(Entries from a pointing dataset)
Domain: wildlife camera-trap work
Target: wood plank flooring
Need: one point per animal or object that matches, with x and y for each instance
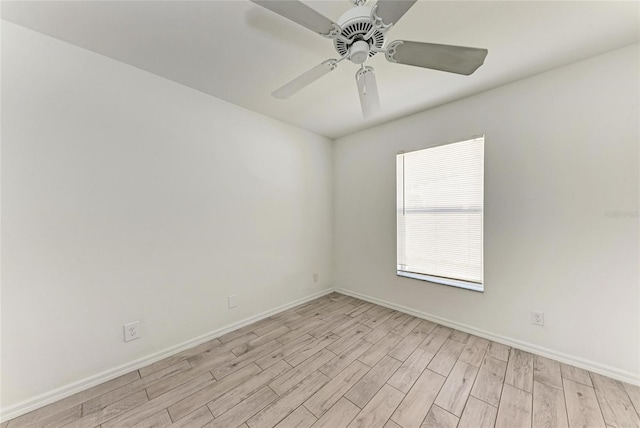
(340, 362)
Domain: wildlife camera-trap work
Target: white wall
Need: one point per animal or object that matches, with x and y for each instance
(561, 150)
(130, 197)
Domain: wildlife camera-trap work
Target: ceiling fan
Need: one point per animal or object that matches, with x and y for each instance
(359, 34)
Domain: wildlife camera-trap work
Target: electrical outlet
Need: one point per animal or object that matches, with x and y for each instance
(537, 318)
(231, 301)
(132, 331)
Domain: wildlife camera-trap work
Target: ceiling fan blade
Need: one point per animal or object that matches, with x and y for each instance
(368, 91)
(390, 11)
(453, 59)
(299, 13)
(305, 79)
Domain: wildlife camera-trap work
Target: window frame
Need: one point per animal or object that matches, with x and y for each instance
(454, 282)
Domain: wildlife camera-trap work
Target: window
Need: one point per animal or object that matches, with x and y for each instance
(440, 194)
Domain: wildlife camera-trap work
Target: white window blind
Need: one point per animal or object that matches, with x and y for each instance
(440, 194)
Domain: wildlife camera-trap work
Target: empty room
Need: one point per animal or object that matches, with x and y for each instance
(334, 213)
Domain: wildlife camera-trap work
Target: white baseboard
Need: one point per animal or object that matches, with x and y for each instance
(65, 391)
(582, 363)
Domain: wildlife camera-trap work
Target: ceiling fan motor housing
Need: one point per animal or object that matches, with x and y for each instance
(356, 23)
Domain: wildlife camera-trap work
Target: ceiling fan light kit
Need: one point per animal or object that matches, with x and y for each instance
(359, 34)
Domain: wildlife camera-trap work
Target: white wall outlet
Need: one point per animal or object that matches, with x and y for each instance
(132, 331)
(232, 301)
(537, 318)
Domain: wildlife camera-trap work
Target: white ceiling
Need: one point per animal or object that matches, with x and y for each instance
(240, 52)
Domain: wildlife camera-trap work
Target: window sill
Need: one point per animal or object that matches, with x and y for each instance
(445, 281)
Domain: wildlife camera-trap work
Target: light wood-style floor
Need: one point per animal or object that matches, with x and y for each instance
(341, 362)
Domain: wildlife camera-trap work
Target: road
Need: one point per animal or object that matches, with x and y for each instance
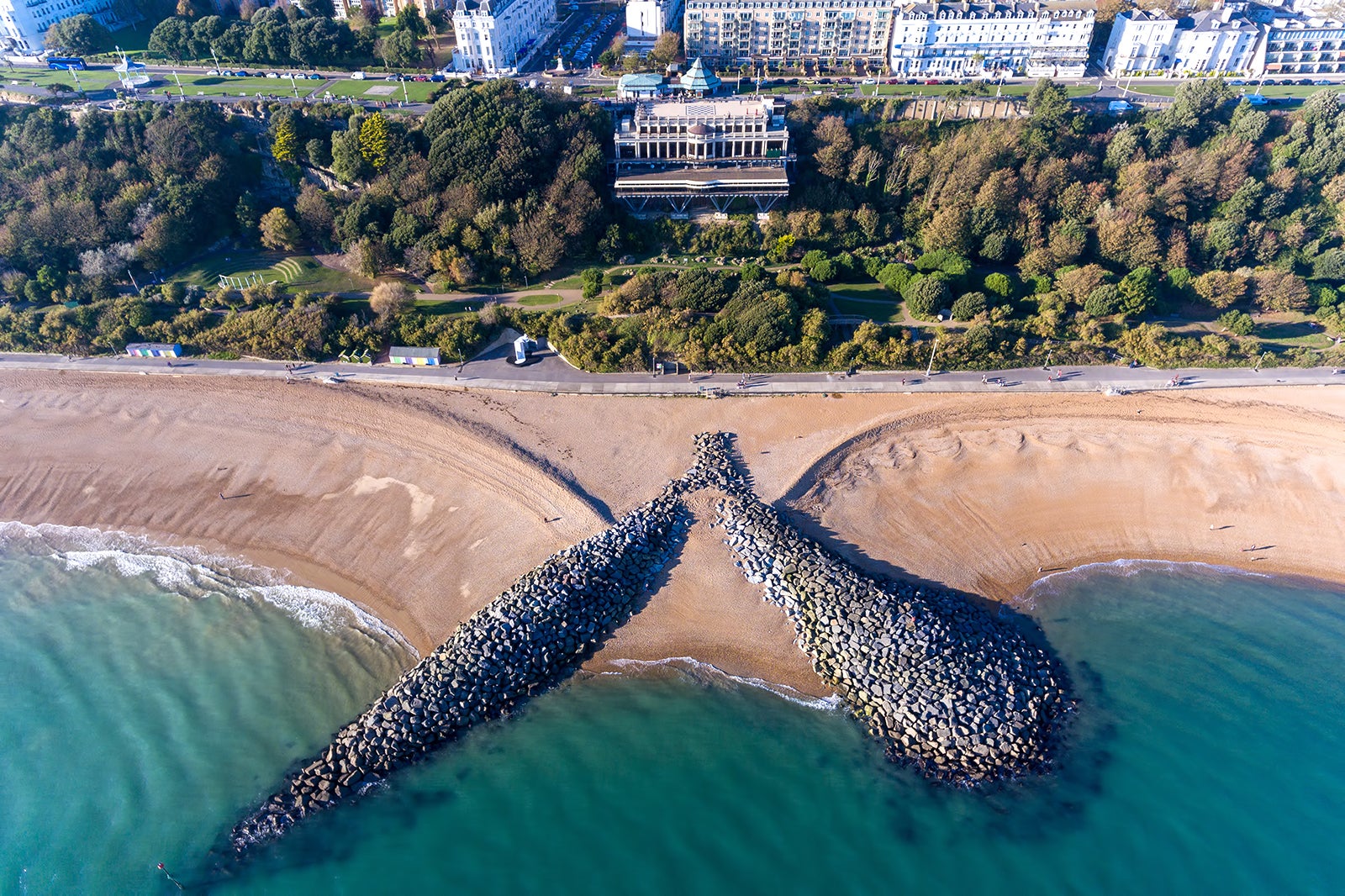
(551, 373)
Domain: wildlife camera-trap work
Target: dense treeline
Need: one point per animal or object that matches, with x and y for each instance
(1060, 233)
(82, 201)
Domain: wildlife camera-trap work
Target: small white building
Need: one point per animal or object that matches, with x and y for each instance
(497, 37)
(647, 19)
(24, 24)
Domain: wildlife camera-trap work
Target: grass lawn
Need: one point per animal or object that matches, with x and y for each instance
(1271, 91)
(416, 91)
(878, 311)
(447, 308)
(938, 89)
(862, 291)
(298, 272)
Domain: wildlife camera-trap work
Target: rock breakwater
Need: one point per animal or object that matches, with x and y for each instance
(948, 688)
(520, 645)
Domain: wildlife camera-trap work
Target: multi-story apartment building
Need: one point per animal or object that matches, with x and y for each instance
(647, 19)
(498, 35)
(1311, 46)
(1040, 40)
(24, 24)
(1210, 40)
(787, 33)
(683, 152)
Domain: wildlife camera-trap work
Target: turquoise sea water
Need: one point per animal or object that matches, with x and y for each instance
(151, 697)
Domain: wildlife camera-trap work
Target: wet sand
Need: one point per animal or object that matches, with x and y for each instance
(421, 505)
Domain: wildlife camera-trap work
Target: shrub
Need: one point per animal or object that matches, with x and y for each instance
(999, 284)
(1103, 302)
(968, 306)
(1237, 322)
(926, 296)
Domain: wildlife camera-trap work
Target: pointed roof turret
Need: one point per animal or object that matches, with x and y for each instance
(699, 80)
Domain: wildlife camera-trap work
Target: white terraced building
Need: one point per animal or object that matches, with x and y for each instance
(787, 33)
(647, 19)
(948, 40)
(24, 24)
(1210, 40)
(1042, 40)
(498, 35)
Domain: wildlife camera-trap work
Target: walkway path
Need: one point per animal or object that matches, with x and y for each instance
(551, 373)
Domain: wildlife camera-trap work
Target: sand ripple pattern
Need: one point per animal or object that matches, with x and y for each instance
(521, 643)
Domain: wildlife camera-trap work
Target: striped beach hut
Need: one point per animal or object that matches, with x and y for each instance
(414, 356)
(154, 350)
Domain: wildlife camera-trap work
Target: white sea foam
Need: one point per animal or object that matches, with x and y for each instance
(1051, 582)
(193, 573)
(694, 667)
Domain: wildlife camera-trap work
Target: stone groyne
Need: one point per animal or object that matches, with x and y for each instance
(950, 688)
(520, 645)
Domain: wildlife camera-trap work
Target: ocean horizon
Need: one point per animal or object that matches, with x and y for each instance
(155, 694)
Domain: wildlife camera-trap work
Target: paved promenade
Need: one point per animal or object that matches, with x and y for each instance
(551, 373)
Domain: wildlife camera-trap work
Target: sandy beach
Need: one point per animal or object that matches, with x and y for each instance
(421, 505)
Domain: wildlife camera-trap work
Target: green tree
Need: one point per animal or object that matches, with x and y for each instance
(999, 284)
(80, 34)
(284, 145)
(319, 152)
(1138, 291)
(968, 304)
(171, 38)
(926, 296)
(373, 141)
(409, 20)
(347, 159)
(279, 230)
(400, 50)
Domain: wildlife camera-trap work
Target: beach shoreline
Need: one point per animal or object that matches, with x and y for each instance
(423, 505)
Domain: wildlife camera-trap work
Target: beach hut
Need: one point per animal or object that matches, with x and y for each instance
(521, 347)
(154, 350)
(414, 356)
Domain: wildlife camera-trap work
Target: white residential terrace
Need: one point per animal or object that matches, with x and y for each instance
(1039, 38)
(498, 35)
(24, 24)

--- WHAT IS ASKED ---
Copy every entry exactly as written. Pictures are excluded.

--- COMPLETED EXERCISE ---
Domain: wildlife camera-trap work
Target: wood plank flooring
Need: one point per animal or object that matches, with x and y for each instance
(340, 362)
Domain: wildlife camera-trap work
Target: white wall
Need: one point per animal or object that matches, with x and y for each instance
(561, 150)
(130, 197)
Domain: wildlife camera-trap work
Target: ceiling fan
Need: one point per animal or object that matches, with x and y for each instance
(359, 34)
Domain: wildlife camera-trap work
Target: electrical outlet
Need: one point per animal or object that matches, with x and y for each instance
(537, 318)
(231, 301)
(132, 331)
Domain: wildlife camera-trap work
Target: ceiling fan blade
Need: one point per animal or object that matches, with x and y for each instance
(368, 91)
(390, 11)
(453, 59)
(299, 13)
(305, 79)
Domain: wildlife camera-trap work
Target: window frame
Need: one point per animal or object that matches, with x and y for each instance
(454, 282)
Domain: wildlife camera-trap work
Target: window
Need: one point per animal or object that matches, with x and y for each instance
(440, 194)
Domain: wildlife camera-trap work
Target: white window blind
Need: one point per animal or object that matches, with x and y for each instance
(440, 194)
Domain: wildlife camera-trap work
Target: empty room
Need: one point per animal or object that matches, with x and y for each instance
(334, 213)
Domain: wildlife camera-trap work
Target: white baseboard
Need: one point per animal or object that matches, with x and y for each instance
(65, 391)
(582, 363)
Domain: wildlife camera-trap work
Target: ceiling fan motor housing
Need: one point per animal or object that matches, with x and y for each instance
(356, 23)
Domain: wildlife camera-trap work
Target: ceiling fan light kit
Need: one point per animal or object that matches, with x and y for each instance
(359, 34)
Domain: wildlife camera-trap work
Target: white wall outlet
Need: one point per animal or object that matches, with x and y for each instance
(132, 331)
(232, 301)
(537, 318)
Domain: wildlife camera-trap work
Target: white ceiling
Need: one point per animal or object that matches, with x and y for each instance
(240, 52)
Domain: wildlife camera-trap work
Target: window sill
Need: one point per animal or object that matches, with x and y for each instance
(445, 281)
Domain: wildlife camera-trap work
Target: light wood-style floor
Need: one point per animal or object that matches, with x and y for each instance
(341, 362)
Domain: wildlife camera-trap work
Target: road
Need: one point per animal or object that matches, with x and y for each instance
(551, 373)
Domain: wildlife camera-trap work
Target: dense treeline
Need: one point per animal or object that matches, with x and y for each instance
(1060, 233)
(82, 201)
Domain: wildlife camera-trap work
Target: small white building
Need: one point per animal or object that matches, with x and y for each instance
(497, 37)
(647, 19)
(24, 24)
Domain: wildlife camera-trap work
Target: grass lawn
Need: one point per animal or object that matches, with x and y for each instance
(1271, 91)
(416, 91)
(878, 311)
(447, 308)
(938, 89)
(862, 291)
(298, 272)
Domain: wildlife camera-trap work
Target: rock breakwater
Need: one point per animal or object that matches, with x and y for each instance
(948, 688)
(520, 645)
Domain: wildlife camera-trap work
Target: multi-story apartment building
Need: one point per animal or object that matches, with x and y for each instance
(647, 19)
(498, 35)
(1311, 46)
(1040, 40)
(24, 24)
(1210, 40)
(787, 33)
(683, 152)
Domain: wildlife camera-trap work
Target: turquoise sea water
Need: one point per animal or object that matches, with x and y for each instance
(151, 697)
Domain: wildlife camera-trap work
Target: wet sand
Need: one point per animal or object that matches, with x and y for each instance
(421, 505)
Domain: wildlife camera-trap work
Target: shrub
Need: one point per animal or object that matches, with x and y for each instance
(999, 284)
(1103, 302)
(968, 306)
(1237, 322)
(926, 296)
Domain: wildlife camera-trap work
Target: pointed roof turret
Need: one point per animal or object that matches, with x and y for each instance
(699, 80)
Domain: wildlife camera-trap work
Target: white terraced building
Need: one point per animal or object that matches, with x and y for each instance
(787, 33)
(647, 19)
(948, 40)
(24, 24)
(1210, 40)
(1042, 40)
(498, 35)
Domain: wildlife camera-trap work
Target: walkway path
Need: one point per animal or object that matches, with x and y for each instance
(551, 373)
Domain: wildlife camera-trap work
Target: sand ripple pattern
Need: one point per animal or object that matches, with x and y for each instance
(521, 643)
Domain: wildlife camera-trap work
Target: striped beach hut
Need: one point per animal or object that matches, with x and y for each instance
(414, 356)
(154, 350)
Domain: wildlife camera-trap work
Target: white sea foam
Need: one point per animal or object that matches, with x and y for each instance
(1051, 582)
(193, 573)
(694, 667)
Domain: wildlife camera-trap work
Target: stone groyne
Need: one point per animal or object that matches, with x and y for each instance
(950, 688)
(520, 645)
Domain: wildlife camera-trap work
Target: ocean horizon
Need: one point per animal or object that matches, with x and y for each instance
(155, 694)
Domain: wildlife camera-trap work
Target: paved promenade
Need: one point per animal or object that matches, with x and y for each instance
(551, 373)
Domain: wildlife camera-trap work
Target: sandy beach
Need: one point per animal or object that matches, with x and y for each instance
(421, 505)
Domain: wildlife camera-trap work
Target: green tree
Need: one point per animal or object that matches, with x and y for each instance
(999, 284)
(80, 34)
(284, 145)
(319, 152)
(1138, 291)
(968, 304)
(171, 38)
(926, 296)
(373, 141)
(409, 20)
(347, 159)
(279, 230)
(400, 50)
Domain: wildlife camera-trap work
Target: beach shoreline
Need: one point per animal or object that matches, with x and y for each instance
(423, 505)
Domain: wildlife camera-trap work
Target: beach hut
Need: one point per animal or object that matches, with x and y for each instance
(521, 347)
(154, 350)
(414, 356)
Domain: wildlife camera-trap work
Target: white residential terrace
Need: one point per animal or object that matches, with x and y for each instance
(1039, 38)
(498, 35)
(24, 24)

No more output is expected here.